§ **AIM**:
Exactly reproduce all the records, keeping pictures out of the copy.

§ **DATA SUPPLIED**:
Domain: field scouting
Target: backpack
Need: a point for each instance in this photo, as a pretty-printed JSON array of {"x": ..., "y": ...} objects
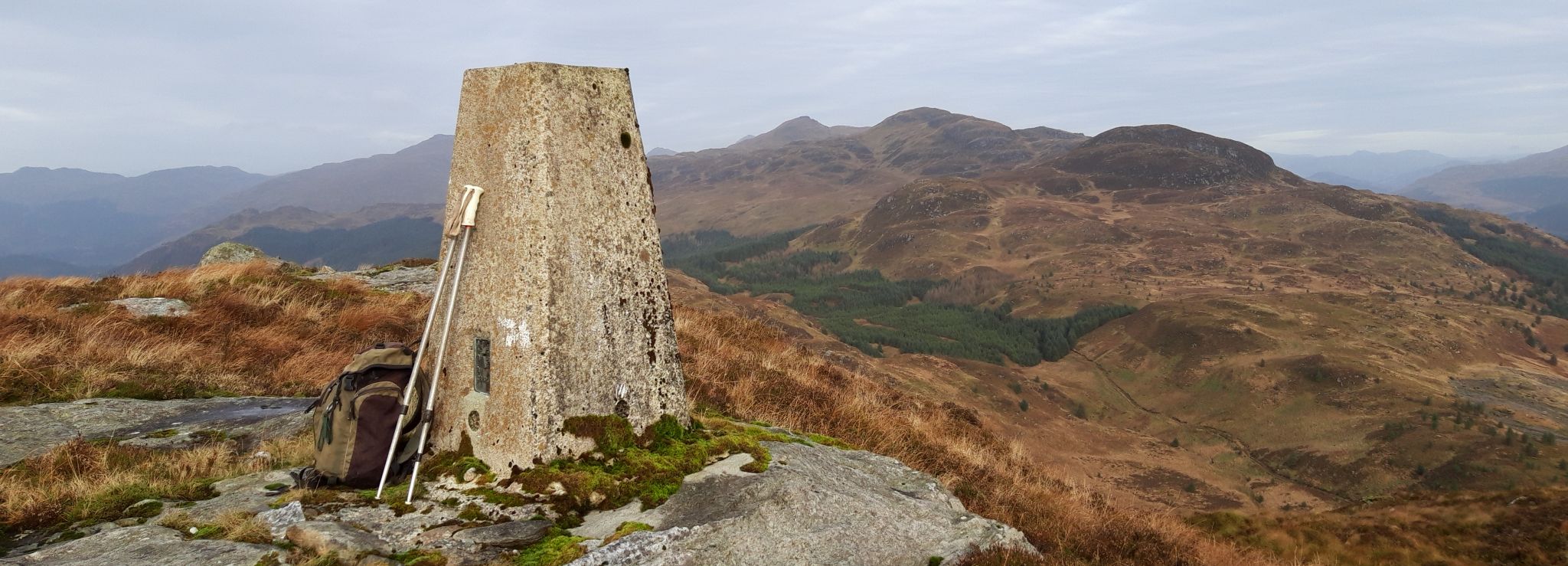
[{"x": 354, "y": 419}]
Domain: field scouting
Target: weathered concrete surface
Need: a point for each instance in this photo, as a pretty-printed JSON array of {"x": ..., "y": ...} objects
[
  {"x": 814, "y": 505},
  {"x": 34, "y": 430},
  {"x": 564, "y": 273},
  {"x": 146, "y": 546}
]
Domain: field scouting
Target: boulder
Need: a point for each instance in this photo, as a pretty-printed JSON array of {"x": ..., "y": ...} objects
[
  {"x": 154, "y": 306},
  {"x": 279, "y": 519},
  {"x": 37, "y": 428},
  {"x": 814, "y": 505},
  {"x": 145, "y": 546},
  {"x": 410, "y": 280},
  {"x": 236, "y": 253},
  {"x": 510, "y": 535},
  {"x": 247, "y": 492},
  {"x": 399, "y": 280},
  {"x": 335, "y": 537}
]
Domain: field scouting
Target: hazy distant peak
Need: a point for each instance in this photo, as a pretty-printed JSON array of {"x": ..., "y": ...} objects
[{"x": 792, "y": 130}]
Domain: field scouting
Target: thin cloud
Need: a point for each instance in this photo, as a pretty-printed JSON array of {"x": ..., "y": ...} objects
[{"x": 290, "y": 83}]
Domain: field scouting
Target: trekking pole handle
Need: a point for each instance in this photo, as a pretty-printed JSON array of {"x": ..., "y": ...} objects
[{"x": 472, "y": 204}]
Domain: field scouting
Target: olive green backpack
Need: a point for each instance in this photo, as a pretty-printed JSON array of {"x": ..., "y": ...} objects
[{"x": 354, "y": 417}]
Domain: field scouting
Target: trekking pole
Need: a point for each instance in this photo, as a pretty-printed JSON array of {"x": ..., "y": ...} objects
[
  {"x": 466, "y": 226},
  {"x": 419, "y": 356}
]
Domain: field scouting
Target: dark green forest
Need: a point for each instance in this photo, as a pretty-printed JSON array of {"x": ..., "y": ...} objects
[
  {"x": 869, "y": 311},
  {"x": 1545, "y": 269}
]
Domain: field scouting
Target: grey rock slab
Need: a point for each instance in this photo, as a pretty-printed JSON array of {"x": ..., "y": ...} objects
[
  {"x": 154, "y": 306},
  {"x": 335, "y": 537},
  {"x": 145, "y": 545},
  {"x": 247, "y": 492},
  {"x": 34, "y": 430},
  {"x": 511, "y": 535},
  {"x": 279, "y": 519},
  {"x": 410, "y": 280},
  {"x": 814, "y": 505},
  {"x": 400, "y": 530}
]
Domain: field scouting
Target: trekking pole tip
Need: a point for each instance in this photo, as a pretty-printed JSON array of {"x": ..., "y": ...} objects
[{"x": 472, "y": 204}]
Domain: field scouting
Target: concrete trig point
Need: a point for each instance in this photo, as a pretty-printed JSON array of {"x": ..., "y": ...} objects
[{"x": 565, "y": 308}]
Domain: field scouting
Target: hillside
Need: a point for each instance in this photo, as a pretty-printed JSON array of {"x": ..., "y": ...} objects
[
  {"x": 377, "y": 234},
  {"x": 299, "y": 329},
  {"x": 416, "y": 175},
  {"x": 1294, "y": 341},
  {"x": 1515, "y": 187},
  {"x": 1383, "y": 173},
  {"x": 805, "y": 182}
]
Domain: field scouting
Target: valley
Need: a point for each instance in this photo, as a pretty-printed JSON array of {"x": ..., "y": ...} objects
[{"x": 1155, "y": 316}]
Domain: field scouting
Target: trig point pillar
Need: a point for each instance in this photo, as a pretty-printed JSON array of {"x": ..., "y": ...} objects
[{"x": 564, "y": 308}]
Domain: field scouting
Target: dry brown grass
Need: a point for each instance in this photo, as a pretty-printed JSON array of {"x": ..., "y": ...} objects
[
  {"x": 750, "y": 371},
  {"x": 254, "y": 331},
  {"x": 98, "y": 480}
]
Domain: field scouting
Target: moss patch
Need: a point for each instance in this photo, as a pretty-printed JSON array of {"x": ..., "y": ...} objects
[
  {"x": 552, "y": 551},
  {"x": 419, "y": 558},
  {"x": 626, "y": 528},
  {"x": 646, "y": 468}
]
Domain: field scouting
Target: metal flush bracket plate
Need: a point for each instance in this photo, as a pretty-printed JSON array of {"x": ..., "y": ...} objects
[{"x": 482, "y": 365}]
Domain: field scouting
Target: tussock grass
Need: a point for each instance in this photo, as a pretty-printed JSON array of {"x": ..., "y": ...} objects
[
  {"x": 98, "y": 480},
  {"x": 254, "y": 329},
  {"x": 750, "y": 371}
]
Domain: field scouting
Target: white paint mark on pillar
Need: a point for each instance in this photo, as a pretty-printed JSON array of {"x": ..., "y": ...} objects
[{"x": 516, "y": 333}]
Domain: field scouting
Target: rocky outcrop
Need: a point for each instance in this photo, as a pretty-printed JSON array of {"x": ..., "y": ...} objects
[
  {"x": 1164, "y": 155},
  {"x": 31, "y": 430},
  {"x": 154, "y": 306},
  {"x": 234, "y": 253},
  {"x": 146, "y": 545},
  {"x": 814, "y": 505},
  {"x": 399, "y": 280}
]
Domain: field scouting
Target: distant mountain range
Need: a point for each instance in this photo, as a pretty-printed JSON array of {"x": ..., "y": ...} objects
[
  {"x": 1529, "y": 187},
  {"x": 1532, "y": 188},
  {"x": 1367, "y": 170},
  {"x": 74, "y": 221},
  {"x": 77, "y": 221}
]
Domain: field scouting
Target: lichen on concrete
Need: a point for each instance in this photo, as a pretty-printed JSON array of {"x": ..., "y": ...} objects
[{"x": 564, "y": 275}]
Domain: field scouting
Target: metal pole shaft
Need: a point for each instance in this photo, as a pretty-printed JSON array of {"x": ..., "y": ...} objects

§ **RESULT OF THIS TASK**:
Domain: field scouting
Target: backpack
Need: a point for each instance in this photo, as a pretty-printed JSON array of {"x": ..., "y": ...} objects
[{"x": 354, "y": 419}]
Domain: field scouting
Target: weathered concrete surface
Need: a point for each instance in this photo, as a pretty-printed JSON array of {"x": ..., "y": ...} objects
[
  {"x": 814, "y": 505},
  {"x": 34, "y": 430},
  {"x": 564, "y": 273},
  {"x": 146, "y": 546}
]
Domain: field scouting
Target: boulder
Need: a point for each instance in this photo, as a pretty-printed JSON array of {"x": ..., "y": ...} objects
[
  {"x": 154, "y": 306},
  {"x": 279, "y": 519},
  {"x": 37, "y": 428},
  {"x": 814, "y": 505},
  {"x": 145, "y": 546},
  {"x": 410, "y": 280},
  {"x": 236, "y": 253},
  {"x": 510, "y": 535},
  {"x": 247, "y": 492},
  {"x": 399, "y": 280},
  {"x": 335, "y": 537}
]
Domain: field scouting
Target: hazy distant peak
Need: a point for each instance in this photo, as a pretty-printed JSON array of {"x": ..., "y": ...} objects
[{"x": 792, "y": 130}]
Domain: field scouting
Target: thin cloud
Need: a point for each instance in this photo, as a pretty-printed JSON array of {"x": ..., "y": ...} objects
[{"x": 290, "y": 83}]
Domain: field scouting
Target: trekking pole handle
Need: a point for each instance in this photo, as a pretty-printed JSON array of {"x": ..., "y": ...} objects
[{"x": 472, "y": 204}]
Domain: field scouting
Target: olive green backpack
Need: a point for each instance in this photo, as a pretty-printed JSON array of {"x": ..., "y": ...} objects
[{"x": 354, "y": 417}]
Domain: field scouting
Target: trekking pole
Need: a point for each instance in this photo, as a pretty-printed JSON array of {"x": ..., "y": ...} objects
[
  {"x": 466, "y": 226},
  {"x": 419, "y": 356}
]
Domain: field scouting
Target: dark green forest
Need: a point for each instance in this photo, as a pretty-printed JSON array of {"x": ..., "y": ...} objects
[
  {"x": 869, "y": 311},
  {"x": 1545, "y": 269}
]
Domain: field scouting
Target: grey rock slab
Need: a point for each instance in this photo, as a pretty-printed JSON array of {"x": ..., "y": ...} objects
[
  {"x": 154, "y": 306},
  {"x": 335, "y": 537},
  {"x": 145, "y": 545},
  {"x": 247, "y": 492},
  {"x": 34, "y": 430},
  {"x": 511, "y": 535},
  {"x": 279, "y": 519},
  {"x": 410, "y": 280},
  {"x": 814, "y": 505},
  {"x": 400, "y": 530}
]
Domain: field scouting
Target: trekking pole tip
Need: a point for each instance in this photo, as a pretty-printed JSON array of {"x": ..., "y": ...} objects
[{"x": 472, "y": 204}]
Domain: field scouting
Target: concrete trig point
Need: a point for each instance in this photo, as a pretty-printed JSON array of {"x": ..., "y": ...} objects
[{"x": 565, "y": 308}]
Domain: field scouting
Target: hillside
Need: a point for each instance in this photo, as a pretty-printed JSON array of {"x": ..., "y": ...} objects
[
  {"x": 377, "y": 234},
  {"x": 299, "y": 329},
  {"x": 416, "y": 175},
  {"x": 1294, "y": 341},
  {"x": 1515, "y": 187},
  {"x": 1383, "y": 173},
  {"x": 805, "y": 182}
]
Domain: field scouting
Target: valley
Need: a point for each instance in this photo, as a pretty-printed JSON array of {"x": ..., "y": ...} objects
[{"x": 1155, "y": 316}]
Domain: field scouting
Target: trig point pillar
Need: a point for each instance in this photo, as a pretty-printed JSON array of {"x": ..., "y": ...} objects
[{"x": 564, "y": 308}]
Domain: field scouting
Target: dry brown grass
Need: a point for each instance in this photo, as a pretty-printed JSON array of {"x": ..., "y": ...} objects
[
  {"x": 750, "y": 371},
  {"x": 254, "y": 331},
  {"x": 98, "y": 480}
]
Domain: field scouting
Target: moss patch
Need: a point for each instance in this photo, as a pretty-printed JSON array of {"x": ..., "y": ...} objects
[
  {"x": 552, "y": 551},
  {"x": 419, "y": 558},
  {"x": 626, "y": 528},
  {"x": 646, "y": 468}
]
Domain: field scouting
Target: metal flush bracket plate
Need: a point for each instance in this photo, as a pretty-printed JSON array of {"x": ..., "y": ...} objects
[{"x": 482, "y": 365}]
Domain: field scouting
Target: tussock grass
Need: a point for each instance in this photo, as a pretty-printed JSON array of {"x": ..., "y": ...} objects
[
  {"x": 98, "y": 480},
  {"x": 254, "y": 329},
  {"x": 750, "y": 371}
]
Domain: field scouting
Target: white paint mark on pillar
Need: a point for each instance in this photo, as a pretty-printed JSON array of {"x": ..., "y": ...} objects
[{"x": 516, "y": 333}]
Domain: field scouting
Target: rocky outcrop
Need: a point for each instance in this photo, as a pretty-printed JSON array of {"x": ..., "y": ...} objects
[
  {"x": 1164, "y": 155},
  {"x": 31, "y": 430},
  {"x": 154, "y": 306},
  {"x": 234, "y": 253},
  {"x": 146, "y": 545},
  {"x": 814, "y": 505},
  {"x": 399, "y": 280}
]
Domain: field scouting
Target: distant mountain range
Need: a point for each instance in this photo, as a pretty-printed JSON array of {"x": ..., "y": ...} objects
[
  {"x": 1529, "y": 187},
  {"x": 1532, "y": 188},
  {"x": 1367, "y": 170},
  {"x": 74, "y": 221},
  {"x": 77, "y": 221}
]
Domain: field scouting
Target: lichen on concrete
Need: a point for each instance in this photo, as a pretty-printed JSON array of {"x": ..., "y": ...} objects
[{"x": 564, "y": 275}]
Domain: field scouting
Target: metal pole shaft
Need: a point for each instance in this photo, as a pretty-printed JSON array of {"x": ..., "y": ...} objects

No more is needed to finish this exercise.